**Énoncé**
Reproduisez intégralement le matériel ci-dessous, sans la moindre modification.

==== Extraits du corpus

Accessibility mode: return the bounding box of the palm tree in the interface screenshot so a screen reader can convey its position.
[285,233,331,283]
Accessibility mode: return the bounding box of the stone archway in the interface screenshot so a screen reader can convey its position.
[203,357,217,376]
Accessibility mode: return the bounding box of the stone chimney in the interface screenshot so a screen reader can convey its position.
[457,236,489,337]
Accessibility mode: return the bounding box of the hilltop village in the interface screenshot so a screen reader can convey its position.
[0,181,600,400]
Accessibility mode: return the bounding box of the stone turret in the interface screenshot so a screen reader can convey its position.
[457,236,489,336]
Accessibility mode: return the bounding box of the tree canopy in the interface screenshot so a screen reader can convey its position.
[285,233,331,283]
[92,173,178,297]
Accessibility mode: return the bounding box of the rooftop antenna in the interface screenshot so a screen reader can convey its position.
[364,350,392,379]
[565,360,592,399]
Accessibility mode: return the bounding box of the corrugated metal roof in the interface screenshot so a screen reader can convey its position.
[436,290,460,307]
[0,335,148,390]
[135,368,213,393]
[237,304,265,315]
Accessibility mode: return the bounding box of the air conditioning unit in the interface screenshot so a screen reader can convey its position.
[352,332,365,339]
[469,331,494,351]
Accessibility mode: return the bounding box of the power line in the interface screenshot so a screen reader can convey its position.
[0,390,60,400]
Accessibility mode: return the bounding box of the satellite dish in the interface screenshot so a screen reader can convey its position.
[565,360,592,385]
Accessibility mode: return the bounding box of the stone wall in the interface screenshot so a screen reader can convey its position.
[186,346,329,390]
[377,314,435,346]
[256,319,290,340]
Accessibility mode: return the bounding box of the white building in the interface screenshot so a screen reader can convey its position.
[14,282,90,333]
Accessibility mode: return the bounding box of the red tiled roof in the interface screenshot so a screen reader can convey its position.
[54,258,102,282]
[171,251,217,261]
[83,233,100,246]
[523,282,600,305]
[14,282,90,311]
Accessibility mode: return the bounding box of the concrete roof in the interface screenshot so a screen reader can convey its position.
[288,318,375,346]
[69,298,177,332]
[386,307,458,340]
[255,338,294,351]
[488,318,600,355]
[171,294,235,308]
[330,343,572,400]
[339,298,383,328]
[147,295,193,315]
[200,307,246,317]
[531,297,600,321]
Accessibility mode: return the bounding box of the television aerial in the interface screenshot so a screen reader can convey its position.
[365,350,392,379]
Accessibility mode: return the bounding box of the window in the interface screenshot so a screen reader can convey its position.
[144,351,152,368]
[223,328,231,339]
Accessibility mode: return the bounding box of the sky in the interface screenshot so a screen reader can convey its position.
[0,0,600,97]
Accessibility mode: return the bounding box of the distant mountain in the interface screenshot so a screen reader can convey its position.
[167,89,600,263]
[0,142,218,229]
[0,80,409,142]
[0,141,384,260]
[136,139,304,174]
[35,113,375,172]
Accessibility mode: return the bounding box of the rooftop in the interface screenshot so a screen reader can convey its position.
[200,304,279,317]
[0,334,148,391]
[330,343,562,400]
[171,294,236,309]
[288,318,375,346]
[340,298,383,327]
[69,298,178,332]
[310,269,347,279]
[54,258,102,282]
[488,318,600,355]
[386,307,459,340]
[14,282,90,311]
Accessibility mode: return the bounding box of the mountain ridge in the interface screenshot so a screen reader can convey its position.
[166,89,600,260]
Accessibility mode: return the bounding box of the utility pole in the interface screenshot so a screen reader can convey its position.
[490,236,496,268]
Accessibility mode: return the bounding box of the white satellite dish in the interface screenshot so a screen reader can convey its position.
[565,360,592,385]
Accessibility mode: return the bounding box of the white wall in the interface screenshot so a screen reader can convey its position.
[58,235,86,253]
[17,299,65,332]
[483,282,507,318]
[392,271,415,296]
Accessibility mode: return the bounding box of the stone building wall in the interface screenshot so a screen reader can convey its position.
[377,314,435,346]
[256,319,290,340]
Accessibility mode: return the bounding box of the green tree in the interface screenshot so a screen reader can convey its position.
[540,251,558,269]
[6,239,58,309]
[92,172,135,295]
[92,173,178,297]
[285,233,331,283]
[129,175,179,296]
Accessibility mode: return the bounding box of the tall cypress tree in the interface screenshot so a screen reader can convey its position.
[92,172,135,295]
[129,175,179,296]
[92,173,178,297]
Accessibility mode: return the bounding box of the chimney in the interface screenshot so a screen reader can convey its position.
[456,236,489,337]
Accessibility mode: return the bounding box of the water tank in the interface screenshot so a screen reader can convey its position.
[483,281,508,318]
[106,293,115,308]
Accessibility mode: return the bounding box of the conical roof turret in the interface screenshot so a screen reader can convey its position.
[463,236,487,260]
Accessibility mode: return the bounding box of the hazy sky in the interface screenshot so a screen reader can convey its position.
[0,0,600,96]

========

**Résultat obtenu**
Accessibility mode: return the bounding box of the palm tree in the interface screenshot so a screen reader can convey its position.
[285,233,331,283]
Accessibility mode: return the bounding box of the stone archway in the interface screenshot so a screen reader can convey its position.
[203,357,217,376]
Accessibility mode: return the bounding box of the stone chimney in the interface screenshot so a screen reader can convey its position.
[457,236,489,337]
Accessibility mode: return the bounding box of the hilltop village in the interface screenshot so a screen reader can convey its position.
[0,181,600,400]
Accessibility mode: return the bounding box of the stone turret in the interface screenshot so a screen reader can convey its position.
[457,236,489,336]
Accessibility mode: return the bounding box of the tree canopy in the interface screenshot so a screen reader can convey its position.
[285,233,331,283]
[92,173,178,297]
Accessibility mode: return the bounding box of the rooftop antenna in the interface screenshot so a screen reader can convey its position.
[364,350,392,379]
[565,360,592,399]
Accessibility mode: return the bounding box of the corrugated metal roof in the interface screenshot so a screen reader can convey its position.
[436,290,460,307]
[0,335,148,390]
[135,368,213,393]
[237,304,265,315]
Accessibility mode: return the bounding box of the air conditioning unit in the interface screenshot so a screen reader can convey its position.
[352,332,365,339]
[469,331,494,351]
Accessibility mode: return the bounding box of the power line in the interface screenshot so a screen reader can convey its position.
[0,390,60,400]
Accessibility mode: return the bounding box of the satellite dish in the interface screenshot so a screen reader can convey its position.
[565,360,592,385]
Accessibility mode: return the bounding box of the stone wall in the interface screenshot so a screen reader can convey its position.
[186,346,329,390]
[377,314,435,346]
[256,319,290,340]
Accessibility mode: return the bounding box of the white building in the interface screenshot so a screen reader can convey its position.
[14,282,90,333]
Accessibility mode: return the bounding box of the red tiled roof in the interface screenshot so a screen reader can convey its position.
[54,258,102,282]
[171,251,217,261]
[83,233,100,246]
[523,282,600,305]
[14,282,90,311]
Accessibility mode: return the bounding box of the concrete roof in the interface screenshot so a screen reader can convey its position.
[288,318,375,346]
[69,298,177,332]
[386,307,458,340]
[255,338,294,351]
[488,318,600,355]
[171,294,235,308]
[330,343,572,400]
[339,298,383,328]
[147,295,193,315]
[200,307,246,317]
[531,297,600,321]
Accessibility mode: return the bounding box of the television aerial in the interface screenshot so a screen reader can convey its position.
[365,350,392,379]
Accessibility mode: return the bounding box of the window in the interface screenshot so a screen reader can convey its position.
[144,351,152,368]
[223,328,231,339]
Accessibility mode: return the bounding box of the sky in the interface screenshot so a screen reader can convey its position.
[0,0,600,97]
Accessibility mode: return the bounding box of the distant mountain in the interface screenshot so a screen reader can convey its position.
[167,89,600,263]
[0,142,218,229]
[0,80,409,142]
[0,141,384,260]
[136,139,304,174]
[35,113,375,172]
Accessibility mode: return the bounding box of the rooftop in the interface screenshot so a screen reader can convey its position.
[200,304,279,317]
[0,334,148,391]
[330,343,562,400]
[171,294,236,309]
[288,318,375,346]
[340,298,383,327]
[69,298,178,332]
[310,269,347,279]
[54,258,102,282]
[488,318,600,355]
[386,307,459,340]
[14,282,90,311]
Accessibility mode: return the bounding box of the mountain ridge in the interface screenshot so a screen reader can convey its position.
[166,89,600,260]
Accessibility mode: return the bounding box of the utility pole in the interface screenshot so a screen reader can convey its position.
[490,236,496,268]
Accessibility mode: return the bounding box of the white satellite dish in the interface screenshot so a screen reader can convey its position.
[565,360,592,385]
Accessibility mode: return the bounding box of the white wall in the interface screenshot so a screen reader can convey its position.
[58,235,86,253]
[17,299,65,332]
[483,282,507,318]
[392,271,415,296]
Accessibility mode: return the bounding box of the stone building wall in the interface screenshot so a screen reader can convey its position.
[377,314,435,346]
[256,319,290,340]
Accessibility mode: return the bounding box of the green tree in the interface screenshot so a screen reader can convey its position.
[540,251,558,269]
[6,239,58,309]
[92,172,135,295]
[92,173,178,297]
[285,233,331,283]
[129,175,179,296]
Accessibility mode: return the bounding box of the tall cypress tree in the interface screenshot so a screen reader can convey its position.
[92,172,135,295]
[129,175,179,296]
[92,173,178,297]
Accessibility mode: return the bounding box of the chimney in the interface screenshot so a screen reader can convey its position.
[456,236,489,337]
Accessibility mode: return the bounding box of the water tank in the interface screenshot so a screen reader can convey its position.
[483,281,508,318]
[106,293,115,308]
Accessibility mode: return the bounding box of the conical roof turret in the interface screenshot so a screen reader can convey its position.
[463,236,487,260]
Accessibility mode: return the bounding box of the hazy sky in the interface screenshot so a screen reader can convey its position.
[0,0,600,96]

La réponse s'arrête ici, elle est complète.